━━━ Task input ━━━

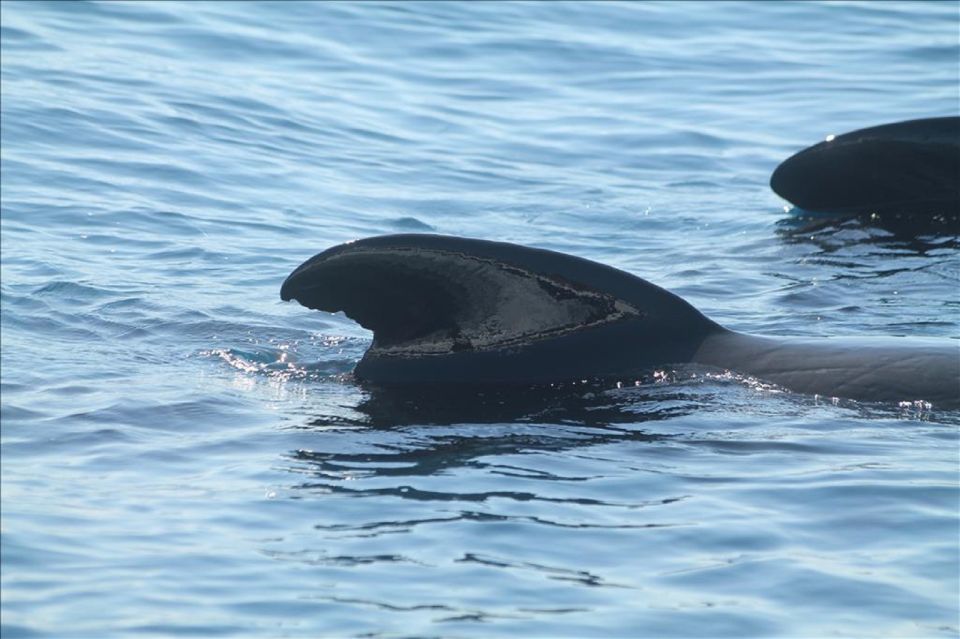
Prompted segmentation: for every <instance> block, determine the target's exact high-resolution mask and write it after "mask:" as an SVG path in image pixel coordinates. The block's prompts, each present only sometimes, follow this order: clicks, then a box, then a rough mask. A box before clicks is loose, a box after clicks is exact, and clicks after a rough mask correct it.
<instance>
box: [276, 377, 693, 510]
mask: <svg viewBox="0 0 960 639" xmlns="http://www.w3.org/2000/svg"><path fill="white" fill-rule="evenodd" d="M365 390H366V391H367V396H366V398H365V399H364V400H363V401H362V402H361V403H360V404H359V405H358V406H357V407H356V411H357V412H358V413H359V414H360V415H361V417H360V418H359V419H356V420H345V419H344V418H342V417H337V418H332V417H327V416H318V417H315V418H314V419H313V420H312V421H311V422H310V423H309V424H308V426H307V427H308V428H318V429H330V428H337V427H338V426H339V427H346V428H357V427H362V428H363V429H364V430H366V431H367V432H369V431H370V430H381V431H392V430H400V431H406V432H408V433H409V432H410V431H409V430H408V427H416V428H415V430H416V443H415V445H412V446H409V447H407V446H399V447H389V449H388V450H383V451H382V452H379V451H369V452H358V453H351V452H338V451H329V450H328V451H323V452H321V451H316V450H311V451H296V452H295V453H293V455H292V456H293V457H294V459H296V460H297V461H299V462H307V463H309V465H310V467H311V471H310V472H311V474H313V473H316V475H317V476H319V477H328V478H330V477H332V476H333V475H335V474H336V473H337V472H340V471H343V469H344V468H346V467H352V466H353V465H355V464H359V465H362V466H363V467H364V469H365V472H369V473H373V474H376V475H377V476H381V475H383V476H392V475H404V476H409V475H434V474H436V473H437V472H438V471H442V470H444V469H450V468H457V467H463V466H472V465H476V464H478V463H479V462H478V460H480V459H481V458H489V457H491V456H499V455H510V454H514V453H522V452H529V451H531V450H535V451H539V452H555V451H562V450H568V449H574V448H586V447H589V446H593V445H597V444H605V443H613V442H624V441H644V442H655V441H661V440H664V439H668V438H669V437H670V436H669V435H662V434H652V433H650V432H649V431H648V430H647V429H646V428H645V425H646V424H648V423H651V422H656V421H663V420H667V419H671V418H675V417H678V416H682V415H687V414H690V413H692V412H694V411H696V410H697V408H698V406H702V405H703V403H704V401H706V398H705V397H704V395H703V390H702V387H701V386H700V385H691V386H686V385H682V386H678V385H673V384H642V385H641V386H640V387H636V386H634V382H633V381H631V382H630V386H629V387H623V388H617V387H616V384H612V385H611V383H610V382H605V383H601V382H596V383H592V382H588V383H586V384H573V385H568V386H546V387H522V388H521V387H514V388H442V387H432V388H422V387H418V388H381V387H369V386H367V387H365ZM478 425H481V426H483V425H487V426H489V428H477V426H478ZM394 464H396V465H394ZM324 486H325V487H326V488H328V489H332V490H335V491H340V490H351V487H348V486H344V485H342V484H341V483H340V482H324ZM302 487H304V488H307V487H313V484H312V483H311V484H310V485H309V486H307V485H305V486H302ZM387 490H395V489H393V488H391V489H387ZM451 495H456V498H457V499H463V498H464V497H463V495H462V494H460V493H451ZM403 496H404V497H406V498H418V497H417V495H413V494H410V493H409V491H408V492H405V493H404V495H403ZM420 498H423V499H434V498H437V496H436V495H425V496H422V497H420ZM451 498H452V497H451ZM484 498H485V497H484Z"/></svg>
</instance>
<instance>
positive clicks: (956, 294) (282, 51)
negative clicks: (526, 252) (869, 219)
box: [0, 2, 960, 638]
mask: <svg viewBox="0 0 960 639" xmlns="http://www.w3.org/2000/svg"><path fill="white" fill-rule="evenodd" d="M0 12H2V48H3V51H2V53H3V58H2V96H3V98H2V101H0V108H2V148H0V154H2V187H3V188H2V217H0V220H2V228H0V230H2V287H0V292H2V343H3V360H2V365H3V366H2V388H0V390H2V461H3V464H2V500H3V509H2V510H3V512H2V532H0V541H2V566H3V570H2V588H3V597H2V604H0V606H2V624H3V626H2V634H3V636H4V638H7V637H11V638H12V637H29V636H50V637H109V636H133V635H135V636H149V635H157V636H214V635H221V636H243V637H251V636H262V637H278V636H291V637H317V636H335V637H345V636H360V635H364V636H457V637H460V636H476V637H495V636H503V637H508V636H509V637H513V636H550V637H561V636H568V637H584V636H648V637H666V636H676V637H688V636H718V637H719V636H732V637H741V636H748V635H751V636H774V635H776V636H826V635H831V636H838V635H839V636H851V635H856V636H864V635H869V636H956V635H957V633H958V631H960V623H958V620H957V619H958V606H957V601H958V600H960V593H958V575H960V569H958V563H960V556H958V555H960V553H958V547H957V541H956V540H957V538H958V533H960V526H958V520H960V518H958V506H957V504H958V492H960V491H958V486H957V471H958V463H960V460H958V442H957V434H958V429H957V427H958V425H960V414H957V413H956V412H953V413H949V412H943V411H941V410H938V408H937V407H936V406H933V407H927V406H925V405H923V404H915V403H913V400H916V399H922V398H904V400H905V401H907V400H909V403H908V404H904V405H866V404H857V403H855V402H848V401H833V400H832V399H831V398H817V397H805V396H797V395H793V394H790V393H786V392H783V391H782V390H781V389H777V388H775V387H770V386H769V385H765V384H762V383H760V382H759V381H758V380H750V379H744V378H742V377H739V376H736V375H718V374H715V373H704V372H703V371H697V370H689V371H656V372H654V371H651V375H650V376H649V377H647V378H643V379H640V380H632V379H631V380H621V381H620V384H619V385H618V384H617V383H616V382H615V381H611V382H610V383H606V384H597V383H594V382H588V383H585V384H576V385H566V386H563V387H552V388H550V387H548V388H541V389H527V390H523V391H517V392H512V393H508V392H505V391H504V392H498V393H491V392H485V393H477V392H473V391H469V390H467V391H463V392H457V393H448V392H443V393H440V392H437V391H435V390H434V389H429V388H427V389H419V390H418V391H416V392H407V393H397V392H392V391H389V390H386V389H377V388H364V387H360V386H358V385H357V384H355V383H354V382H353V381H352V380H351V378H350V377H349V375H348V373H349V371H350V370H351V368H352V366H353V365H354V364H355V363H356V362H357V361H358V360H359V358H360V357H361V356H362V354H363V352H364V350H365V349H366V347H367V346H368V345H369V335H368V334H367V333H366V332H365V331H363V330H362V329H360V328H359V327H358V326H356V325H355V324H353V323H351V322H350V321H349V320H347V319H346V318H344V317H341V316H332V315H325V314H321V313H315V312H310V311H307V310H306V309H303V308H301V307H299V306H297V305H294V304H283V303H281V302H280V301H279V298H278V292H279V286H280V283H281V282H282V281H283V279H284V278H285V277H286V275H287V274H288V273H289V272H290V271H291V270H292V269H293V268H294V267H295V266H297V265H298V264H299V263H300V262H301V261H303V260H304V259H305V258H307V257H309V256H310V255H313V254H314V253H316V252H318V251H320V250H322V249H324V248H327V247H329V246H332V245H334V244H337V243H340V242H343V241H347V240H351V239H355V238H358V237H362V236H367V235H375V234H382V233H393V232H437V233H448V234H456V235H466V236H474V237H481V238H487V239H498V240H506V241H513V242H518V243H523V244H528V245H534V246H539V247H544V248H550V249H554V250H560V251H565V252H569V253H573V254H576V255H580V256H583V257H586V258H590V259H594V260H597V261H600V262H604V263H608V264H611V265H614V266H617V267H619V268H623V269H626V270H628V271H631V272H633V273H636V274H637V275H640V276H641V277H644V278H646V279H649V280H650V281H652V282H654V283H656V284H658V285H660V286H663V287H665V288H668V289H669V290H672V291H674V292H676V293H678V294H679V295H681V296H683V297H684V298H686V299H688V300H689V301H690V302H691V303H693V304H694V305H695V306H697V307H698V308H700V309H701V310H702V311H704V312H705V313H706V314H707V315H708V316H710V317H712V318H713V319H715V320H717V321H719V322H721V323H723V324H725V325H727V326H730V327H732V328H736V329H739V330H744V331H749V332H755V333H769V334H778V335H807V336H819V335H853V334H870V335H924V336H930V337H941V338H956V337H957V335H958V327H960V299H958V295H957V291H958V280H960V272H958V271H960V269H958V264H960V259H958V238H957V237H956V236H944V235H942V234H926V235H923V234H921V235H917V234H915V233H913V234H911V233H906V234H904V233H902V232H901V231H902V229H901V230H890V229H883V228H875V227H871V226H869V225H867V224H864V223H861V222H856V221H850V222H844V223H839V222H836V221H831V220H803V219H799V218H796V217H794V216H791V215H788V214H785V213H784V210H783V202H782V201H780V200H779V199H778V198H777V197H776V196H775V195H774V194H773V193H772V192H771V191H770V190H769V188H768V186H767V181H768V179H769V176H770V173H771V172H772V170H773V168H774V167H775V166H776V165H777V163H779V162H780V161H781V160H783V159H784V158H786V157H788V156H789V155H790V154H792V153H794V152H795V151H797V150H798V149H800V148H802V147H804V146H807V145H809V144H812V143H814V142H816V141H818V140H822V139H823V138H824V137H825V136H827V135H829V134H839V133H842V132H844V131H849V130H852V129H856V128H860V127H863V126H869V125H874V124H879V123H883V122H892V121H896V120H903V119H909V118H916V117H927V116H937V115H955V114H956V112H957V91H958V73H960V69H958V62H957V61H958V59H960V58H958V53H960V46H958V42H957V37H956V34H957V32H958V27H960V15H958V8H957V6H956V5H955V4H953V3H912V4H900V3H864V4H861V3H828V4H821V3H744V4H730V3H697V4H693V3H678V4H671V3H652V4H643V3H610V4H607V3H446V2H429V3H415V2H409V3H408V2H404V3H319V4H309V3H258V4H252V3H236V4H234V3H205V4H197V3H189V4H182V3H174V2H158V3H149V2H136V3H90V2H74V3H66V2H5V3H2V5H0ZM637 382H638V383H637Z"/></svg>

━━━

→ **What needs to be done**
Swap "Prompted segmentation" for "Interactive segmentation" in the lines from the start of the records up to and including the line with "box: [276, 377, 693, 510]", keeping everything else the same and leaving the pictures out of your answer.

→ **Exercise solution**
Interactive segmentation: for every <instance> block, determine the target's exact high-resolution mask and write it after "mask:" as an SVG path in image pixel coordinates. The block's prompts, each present only sometimes, follow this order: clicks, then a box, then a rough mask. A box before clicks is loose, a box after clicks is exact, and clicks after a rough mask correct it.
<instance>
box: [276, 377, 693, 510]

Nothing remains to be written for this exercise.